以前、「道標」を読まれている他武道をされる方がその内容について貫汪館で稽古される方に話されたとき、それを聞いた人が「そういうことを書かれているのではないのだが」と思ったということをお話ししましたが、それは前提が異なっているからです。
武道史をあまり知らない人が幕末のある人物の日記を読んで、その人物が自分自身で試合のたびに勝ったようなことを書いているので、その人物が相当な実力の持ち主で、まるで小説の宮本武蔵のような絶対的な実力者だと信じられていたことがありました。なるほど、そう思っておられれば話がかみ合わないはずだと感じました。
「試合」を現在の試合のように審判がいて、勝敗がはっきりしていると思っておられたようなのです。「試し合い」だとは思っておられず勝敗は絶対的なものだと信じておられました。当時はお互いが自分で判断するのですから、流派の基準によって判断し、双方が自分のほうが勝っているという状態があるのですが、「試合」という言葉のイメージを現代的な定義からしか考えられず、そのような状態は考えられないようでした。
武道学会で武道史の研究をされている先生方にとっては常識的なことですが、なぜか一般の方には常識とはなりません。もともと試合とは「試し合い」の意味であったはずが、日本で試合が西洋のmaych とかgame という言葉の定義に置き換えられてしまったことが起こる原因なのかもしれません。

* _課題_
上の読解文で「以前、「道標」を読まれている」を含む語句から始まり「態は考えられないようでした。」で終わる部分を、「日記」を「手記」に入れ替えて書き出してください。

* _保存された行_
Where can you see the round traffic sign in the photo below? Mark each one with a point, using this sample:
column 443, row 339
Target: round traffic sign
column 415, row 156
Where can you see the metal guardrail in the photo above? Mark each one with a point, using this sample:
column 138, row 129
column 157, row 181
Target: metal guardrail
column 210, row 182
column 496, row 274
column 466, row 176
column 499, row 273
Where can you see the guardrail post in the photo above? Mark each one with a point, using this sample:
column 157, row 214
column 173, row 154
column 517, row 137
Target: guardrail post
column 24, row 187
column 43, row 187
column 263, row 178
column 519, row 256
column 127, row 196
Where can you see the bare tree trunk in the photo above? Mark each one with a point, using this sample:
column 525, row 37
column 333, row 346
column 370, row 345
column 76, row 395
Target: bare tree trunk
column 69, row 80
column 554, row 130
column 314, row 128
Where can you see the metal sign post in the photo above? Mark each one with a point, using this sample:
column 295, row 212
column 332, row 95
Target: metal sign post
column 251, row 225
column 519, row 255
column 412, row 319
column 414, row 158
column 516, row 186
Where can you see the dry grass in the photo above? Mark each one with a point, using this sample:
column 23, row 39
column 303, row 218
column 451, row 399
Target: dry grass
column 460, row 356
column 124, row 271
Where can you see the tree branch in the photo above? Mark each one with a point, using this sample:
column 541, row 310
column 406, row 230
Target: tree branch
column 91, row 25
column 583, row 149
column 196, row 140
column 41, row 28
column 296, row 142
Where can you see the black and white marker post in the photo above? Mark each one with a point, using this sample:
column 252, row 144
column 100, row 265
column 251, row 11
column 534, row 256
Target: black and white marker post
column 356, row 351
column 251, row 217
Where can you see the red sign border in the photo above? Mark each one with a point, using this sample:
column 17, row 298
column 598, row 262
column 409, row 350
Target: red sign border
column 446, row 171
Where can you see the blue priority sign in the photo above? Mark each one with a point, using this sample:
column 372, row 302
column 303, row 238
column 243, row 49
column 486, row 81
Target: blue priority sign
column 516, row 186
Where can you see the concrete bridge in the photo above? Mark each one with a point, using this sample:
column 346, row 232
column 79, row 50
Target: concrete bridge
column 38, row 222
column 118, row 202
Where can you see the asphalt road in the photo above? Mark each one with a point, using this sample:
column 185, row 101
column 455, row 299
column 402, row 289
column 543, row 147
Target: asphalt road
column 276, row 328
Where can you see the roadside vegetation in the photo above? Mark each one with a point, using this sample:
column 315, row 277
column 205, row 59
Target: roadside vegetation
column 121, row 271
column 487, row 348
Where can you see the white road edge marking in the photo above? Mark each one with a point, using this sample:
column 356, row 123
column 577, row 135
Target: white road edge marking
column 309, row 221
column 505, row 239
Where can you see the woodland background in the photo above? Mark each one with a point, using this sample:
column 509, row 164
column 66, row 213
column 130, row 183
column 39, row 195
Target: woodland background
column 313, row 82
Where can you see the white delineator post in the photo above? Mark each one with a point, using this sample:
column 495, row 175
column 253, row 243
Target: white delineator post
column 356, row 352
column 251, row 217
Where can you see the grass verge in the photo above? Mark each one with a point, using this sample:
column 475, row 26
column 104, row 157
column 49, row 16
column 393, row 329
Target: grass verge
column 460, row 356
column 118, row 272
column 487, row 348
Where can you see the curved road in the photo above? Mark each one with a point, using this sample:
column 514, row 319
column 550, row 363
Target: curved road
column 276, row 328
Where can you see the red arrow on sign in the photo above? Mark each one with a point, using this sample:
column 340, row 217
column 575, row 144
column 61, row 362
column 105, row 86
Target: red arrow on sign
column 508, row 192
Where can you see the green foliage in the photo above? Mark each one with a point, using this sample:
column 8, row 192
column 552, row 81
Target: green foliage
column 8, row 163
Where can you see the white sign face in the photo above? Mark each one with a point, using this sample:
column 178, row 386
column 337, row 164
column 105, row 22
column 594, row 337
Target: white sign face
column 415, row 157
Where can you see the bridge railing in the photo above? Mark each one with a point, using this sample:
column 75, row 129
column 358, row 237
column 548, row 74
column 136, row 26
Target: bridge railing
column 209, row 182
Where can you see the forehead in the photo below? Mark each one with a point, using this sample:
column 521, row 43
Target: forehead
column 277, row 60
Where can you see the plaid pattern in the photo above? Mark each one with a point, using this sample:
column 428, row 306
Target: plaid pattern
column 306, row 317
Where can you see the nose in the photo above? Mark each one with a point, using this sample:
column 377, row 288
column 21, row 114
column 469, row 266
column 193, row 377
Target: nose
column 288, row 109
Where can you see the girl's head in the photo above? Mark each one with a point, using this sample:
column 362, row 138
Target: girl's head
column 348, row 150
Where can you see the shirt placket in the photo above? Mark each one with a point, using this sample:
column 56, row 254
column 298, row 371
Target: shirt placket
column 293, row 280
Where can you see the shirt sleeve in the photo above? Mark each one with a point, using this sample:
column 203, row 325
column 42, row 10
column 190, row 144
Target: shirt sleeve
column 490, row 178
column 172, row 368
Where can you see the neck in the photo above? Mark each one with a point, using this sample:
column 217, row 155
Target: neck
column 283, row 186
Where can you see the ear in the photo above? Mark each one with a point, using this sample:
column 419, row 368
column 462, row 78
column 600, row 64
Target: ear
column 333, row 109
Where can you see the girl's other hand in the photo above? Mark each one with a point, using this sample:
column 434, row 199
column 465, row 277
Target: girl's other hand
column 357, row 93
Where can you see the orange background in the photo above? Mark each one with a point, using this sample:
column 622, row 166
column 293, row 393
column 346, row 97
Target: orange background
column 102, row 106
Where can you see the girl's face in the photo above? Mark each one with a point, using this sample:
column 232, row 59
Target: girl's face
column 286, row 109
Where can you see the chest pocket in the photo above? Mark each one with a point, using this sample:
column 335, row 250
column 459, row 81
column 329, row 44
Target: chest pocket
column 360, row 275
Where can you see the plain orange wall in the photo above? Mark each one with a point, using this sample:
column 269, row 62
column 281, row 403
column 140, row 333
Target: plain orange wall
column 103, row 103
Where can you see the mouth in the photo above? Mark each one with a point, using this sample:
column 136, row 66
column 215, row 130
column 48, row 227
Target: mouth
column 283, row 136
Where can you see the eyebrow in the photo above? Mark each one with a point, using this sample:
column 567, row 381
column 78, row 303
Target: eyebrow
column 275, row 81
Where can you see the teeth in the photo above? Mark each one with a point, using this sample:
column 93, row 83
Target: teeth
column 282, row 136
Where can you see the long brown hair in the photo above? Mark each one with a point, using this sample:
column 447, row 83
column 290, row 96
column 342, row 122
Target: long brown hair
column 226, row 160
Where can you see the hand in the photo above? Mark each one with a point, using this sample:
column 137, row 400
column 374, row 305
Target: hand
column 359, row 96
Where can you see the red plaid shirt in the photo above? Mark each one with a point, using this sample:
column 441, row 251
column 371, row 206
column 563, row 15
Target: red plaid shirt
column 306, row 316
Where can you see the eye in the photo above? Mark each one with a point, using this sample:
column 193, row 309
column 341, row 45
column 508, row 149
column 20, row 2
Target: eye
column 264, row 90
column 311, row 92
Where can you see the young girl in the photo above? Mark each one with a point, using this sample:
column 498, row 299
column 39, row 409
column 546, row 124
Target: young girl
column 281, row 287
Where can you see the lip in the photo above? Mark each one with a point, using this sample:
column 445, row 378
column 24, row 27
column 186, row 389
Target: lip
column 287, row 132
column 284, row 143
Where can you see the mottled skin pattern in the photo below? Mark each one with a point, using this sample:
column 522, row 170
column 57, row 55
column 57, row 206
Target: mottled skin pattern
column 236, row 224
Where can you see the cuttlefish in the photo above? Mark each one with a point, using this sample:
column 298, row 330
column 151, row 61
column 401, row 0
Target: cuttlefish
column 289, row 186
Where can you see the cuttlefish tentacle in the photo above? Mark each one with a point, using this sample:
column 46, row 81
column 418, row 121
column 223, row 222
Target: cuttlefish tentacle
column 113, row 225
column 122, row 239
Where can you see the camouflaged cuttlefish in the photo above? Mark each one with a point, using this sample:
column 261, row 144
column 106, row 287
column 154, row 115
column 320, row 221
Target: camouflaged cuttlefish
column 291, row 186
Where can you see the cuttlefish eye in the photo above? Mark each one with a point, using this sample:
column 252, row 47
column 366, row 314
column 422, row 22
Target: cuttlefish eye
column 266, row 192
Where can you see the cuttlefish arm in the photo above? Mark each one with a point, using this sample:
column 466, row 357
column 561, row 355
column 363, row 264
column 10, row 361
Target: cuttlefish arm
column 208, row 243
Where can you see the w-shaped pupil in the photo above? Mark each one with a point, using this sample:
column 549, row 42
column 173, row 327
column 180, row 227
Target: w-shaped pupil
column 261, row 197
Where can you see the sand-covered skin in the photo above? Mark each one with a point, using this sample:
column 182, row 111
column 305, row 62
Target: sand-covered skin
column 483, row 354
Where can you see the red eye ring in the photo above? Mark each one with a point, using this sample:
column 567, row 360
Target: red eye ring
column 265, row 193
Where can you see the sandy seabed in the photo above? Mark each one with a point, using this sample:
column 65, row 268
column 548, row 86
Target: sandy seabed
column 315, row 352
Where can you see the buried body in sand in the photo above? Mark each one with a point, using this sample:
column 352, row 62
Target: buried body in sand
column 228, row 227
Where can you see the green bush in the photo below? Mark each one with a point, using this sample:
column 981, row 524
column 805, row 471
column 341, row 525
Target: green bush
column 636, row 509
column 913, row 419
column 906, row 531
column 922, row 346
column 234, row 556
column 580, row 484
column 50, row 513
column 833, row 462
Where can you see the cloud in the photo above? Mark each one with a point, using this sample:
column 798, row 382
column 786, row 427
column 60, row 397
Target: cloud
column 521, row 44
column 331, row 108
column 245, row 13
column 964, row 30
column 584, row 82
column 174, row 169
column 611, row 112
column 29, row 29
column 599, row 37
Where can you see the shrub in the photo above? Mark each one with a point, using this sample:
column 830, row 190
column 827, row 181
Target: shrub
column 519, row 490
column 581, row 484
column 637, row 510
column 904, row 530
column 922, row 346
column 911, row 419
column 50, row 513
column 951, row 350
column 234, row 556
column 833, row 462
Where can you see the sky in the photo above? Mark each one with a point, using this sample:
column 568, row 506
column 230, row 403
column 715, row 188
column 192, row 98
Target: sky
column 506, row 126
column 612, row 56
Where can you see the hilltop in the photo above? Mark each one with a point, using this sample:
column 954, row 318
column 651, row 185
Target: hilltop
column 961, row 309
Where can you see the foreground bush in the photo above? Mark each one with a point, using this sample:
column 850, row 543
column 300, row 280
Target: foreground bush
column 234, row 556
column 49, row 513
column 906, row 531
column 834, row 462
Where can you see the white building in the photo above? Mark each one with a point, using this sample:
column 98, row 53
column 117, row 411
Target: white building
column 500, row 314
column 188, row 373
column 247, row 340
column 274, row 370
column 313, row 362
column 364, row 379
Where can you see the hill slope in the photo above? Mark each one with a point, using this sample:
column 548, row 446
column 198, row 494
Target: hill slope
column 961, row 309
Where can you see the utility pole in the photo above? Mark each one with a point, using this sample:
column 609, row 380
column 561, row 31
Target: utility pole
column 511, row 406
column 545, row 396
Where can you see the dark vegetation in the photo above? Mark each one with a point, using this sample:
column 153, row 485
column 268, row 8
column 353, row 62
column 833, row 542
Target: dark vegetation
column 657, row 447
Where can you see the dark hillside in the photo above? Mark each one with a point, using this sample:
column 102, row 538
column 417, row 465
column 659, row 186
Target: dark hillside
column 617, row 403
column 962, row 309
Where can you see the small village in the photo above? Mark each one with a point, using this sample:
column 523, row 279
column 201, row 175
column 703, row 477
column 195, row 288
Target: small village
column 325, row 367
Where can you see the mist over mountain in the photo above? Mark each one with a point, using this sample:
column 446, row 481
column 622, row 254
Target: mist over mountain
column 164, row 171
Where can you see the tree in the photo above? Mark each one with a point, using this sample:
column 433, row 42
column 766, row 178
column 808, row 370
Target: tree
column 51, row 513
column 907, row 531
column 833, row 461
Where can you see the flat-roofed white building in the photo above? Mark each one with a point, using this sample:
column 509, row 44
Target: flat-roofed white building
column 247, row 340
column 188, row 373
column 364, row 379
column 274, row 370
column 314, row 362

* _課題の解答_
以前、「道標」を読まれている他武道をされる方がその内容について貫汪館で稽古される方に話されたとき、それを聞いた人が「そういうことを書かれているのではないのだが」と思ったということをお話ししましたが、それは前提が異なっているからです。
武道史をあまり知らない人が幕末のある人物の手記を読んで、その人物が自分自身で試合のたびに勝ったようなことを書いているので、その人物が相当な実力の持ち主で、まるで小説の宮本武蔵のような絶対的な実力者だと信じられていたことがありました。なるほど、そう思っておられれば話がかみ合わないはずだと感じました。
「試合」を現在の試合のように審判がいて、勝敗がはっきりしていると思っておられたようなのです。「試し合い」だとは思っておられず勝敗は絶対的なものだと信じておられました。当時はお互いが自分で判断するのですから、流派の基準によって判断し、双方が自分のほうが勝っているという状態があるのですが、「試合」という言葉のイメージを現代的な定義からしか考えられず、そのような状態は考えられないようでした。